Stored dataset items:
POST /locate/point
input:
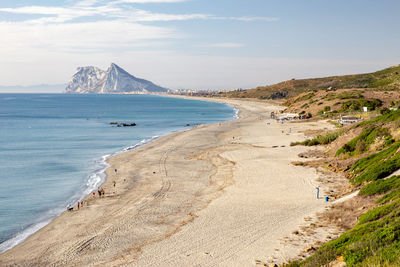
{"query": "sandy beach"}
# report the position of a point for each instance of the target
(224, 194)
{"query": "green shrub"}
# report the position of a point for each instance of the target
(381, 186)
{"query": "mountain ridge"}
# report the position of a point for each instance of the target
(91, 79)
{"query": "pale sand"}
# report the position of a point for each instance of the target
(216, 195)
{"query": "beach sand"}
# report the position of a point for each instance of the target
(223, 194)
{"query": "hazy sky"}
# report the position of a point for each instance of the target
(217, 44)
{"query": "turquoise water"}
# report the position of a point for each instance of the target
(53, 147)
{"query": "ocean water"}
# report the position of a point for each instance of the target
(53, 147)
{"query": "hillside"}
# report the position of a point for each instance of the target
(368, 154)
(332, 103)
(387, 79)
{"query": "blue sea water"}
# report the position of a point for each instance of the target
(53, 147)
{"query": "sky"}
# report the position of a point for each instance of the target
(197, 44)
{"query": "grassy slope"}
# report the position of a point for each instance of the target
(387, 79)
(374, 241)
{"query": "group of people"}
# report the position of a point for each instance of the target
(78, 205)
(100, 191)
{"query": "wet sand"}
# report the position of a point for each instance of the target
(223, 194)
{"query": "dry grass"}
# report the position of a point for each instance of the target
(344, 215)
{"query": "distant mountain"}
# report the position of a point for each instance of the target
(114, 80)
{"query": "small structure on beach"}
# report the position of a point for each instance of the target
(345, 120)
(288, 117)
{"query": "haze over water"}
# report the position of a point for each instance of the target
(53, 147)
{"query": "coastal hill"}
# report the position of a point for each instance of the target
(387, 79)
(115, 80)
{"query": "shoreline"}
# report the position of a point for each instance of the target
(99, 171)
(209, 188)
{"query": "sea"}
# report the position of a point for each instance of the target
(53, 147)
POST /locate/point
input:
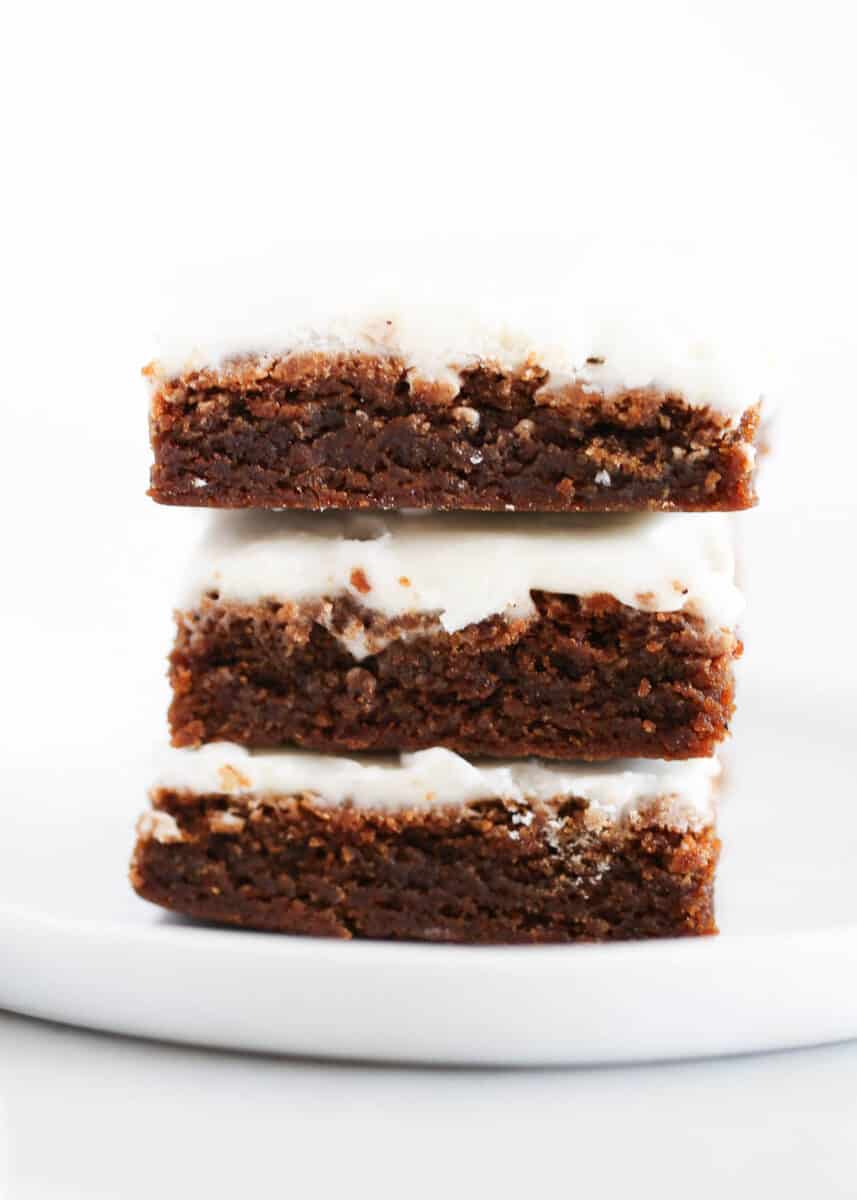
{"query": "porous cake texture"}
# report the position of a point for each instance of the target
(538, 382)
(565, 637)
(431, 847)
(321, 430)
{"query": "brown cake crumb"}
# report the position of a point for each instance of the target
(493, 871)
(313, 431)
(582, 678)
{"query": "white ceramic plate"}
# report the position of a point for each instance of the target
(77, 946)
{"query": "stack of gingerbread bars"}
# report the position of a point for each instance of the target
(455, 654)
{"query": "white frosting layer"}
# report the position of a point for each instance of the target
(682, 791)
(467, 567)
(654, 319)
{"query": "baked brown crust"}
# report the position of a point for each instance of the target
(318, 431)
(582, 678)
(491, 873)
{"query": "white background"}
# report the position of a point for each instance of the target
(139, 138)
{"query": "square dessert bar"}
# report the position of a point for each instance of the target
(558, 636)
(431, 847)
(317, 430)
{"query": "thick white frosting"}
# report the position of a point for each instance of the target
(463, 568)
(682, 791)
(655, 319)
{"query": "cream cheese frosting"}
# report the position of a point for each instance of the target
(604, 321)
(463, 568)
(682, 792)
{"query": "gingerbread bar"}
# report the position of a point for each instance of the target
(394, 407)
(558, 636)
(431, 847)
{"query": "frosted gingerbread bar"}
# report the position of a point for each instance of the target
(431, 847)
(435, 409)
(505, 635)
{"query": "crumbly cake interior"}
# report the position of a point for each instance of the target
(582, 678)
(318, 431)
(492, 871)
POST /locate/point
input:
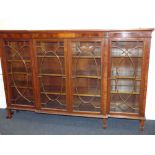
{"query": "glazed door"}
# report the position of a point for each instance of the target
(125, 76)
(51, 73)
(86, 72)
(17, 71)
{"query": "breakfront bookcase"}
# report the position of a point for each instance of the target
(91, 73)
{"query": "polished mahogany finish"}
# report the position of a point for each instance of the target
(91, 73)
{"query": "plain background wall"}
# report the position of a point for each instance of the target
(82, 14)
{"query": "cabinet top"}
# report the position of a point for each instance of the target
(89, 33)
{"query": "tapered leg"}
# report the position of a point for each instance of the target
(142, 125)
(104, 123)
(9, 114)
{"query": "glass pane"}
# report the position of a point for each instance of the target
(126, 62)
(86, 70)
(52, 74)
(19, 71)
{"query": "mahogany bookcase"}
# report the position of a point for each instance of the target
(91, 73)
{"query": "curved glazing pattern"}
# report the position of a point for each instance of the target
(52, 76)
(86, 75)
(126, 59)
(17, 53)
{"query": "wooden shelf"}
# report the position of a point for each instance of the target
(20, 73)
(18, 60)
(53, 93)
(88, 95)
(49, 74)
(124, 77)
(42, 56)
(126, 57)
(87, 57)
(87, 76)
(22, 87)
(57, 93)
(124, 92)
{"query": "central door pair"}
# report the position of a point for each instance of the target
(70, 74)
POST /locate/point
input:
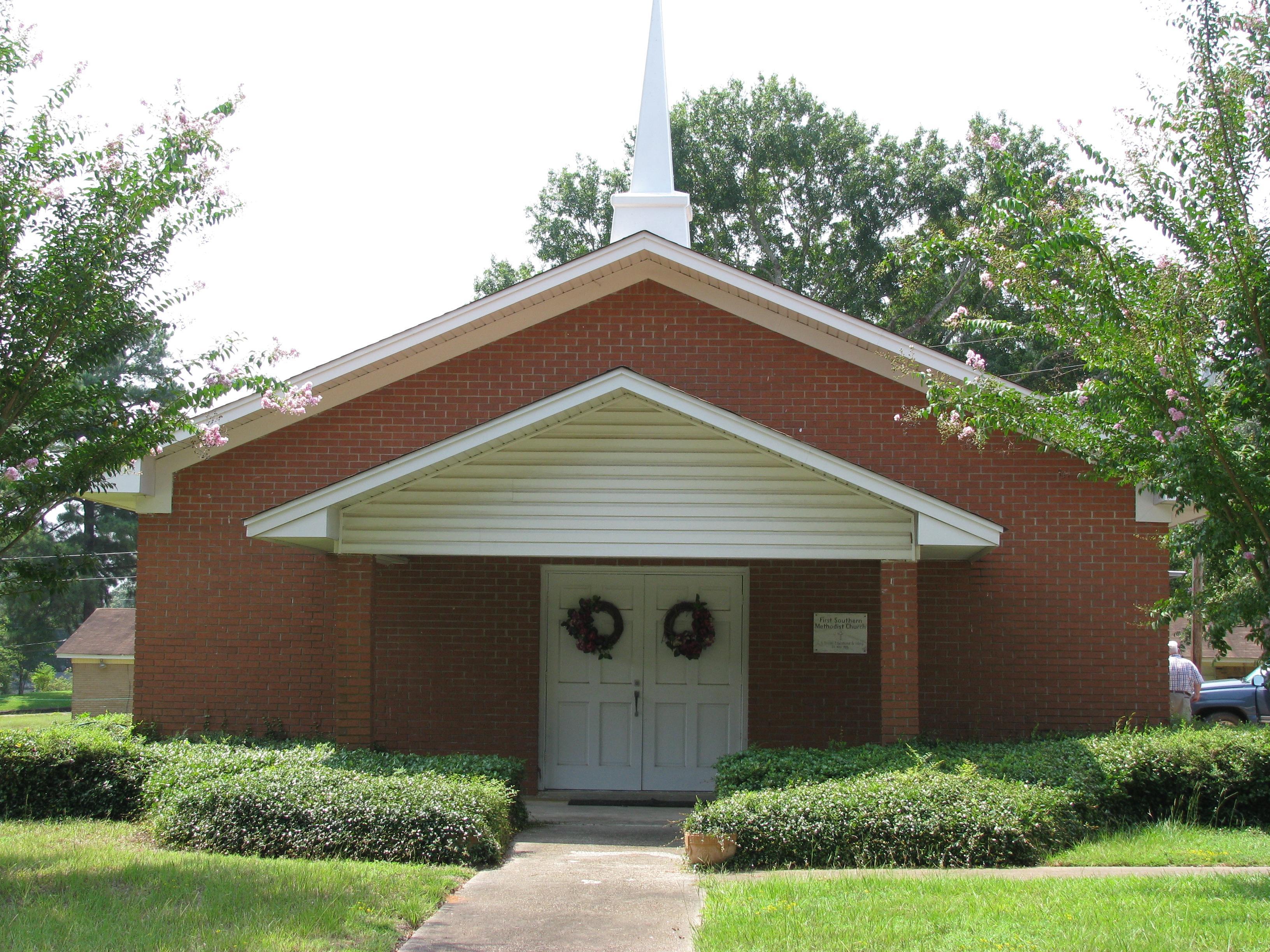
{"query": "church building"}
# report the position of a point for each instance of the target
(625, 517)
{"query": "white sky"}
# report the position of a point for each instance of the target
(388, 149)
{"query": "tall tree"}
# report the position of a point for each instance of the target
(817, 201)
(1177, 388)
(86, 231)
==
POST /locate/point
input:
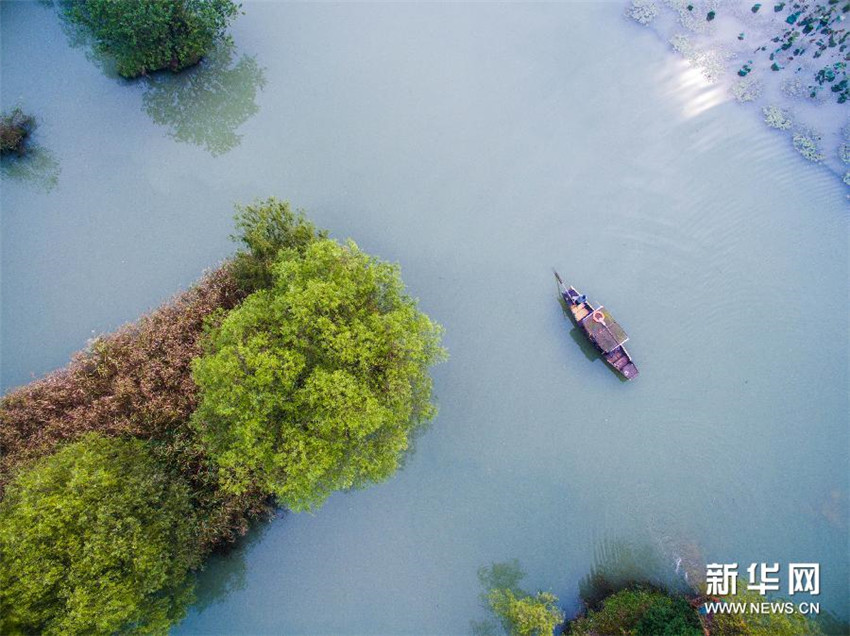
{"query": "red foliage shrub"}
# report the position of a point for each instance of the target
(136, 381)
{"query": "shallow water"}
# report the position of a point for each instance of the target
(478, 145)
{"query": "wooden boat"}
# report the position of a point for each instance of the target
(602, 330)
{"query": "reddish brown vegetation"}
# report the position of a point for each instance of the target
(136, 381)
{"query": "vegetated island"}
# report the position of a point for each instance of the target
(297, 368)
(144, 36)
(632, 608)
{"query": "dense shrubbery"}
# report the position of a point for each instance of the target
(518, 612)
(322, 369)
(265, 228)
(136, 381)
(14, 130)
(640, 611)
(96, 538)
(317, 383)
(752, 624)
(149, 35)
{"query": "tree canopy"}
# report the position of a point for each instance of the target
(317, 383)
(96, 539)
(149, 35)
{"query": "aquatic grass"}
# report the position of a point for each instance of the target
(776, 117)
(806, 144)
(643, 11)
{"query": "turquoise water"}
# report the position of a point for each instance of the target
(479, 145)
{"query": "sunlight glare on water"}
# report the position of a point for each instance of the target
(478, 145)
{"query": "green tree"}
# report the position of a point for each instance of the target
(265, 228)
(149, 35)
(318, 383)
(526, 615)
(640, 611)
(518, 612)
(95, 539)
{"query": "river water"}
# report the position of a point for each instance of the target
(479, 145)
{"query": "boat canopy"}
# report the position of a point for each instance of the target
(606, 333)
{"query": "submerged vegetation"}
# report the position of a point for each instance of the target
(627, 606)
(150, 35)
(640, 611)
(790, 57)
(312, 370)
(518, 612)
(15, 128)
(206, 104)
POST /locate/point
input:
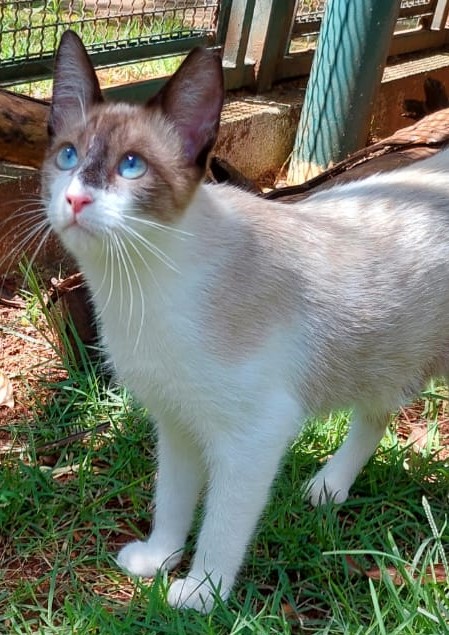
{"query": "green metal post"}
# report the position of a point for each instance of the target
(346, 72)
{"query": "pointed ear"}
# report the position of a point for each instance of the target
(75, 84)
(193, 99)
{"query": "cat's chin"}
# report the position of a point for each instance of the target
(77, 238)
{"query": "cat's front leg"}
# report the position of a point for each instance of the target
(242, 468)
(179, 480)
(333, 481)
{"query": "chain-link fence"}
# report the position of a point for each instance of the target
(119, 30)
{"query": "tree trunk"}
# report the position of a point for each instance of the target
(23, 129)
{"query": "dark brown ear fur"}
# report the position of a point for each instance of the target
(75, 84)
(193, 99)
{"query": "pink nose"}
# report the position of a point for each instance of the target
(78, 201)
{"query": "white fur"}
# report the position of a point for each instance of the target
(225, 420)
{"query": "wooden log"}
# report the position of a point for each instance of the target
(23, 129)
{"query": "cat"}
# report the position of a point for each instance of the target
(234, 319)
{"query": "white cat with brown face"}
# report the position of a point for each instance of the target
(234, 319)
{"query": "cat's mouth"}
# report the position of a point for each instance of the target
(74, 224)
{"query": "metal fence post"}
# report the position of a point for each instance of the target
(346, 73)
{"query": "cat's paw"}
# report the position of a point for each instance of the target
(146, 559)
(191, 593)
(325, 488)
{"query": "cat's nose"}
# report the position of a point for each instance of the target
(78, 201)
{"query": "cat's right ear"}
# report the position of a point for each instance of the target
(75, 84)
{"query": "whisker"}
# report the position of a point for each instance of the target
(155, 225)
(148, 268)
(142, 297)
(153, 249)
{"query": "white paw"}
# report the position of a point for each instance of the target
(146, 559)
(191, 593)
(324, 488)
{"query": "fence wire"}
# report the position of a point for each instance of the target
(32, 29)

> **Required task**
State how many lines of the records contain the string "water", giving only the number. Case counts.

> **Result**
8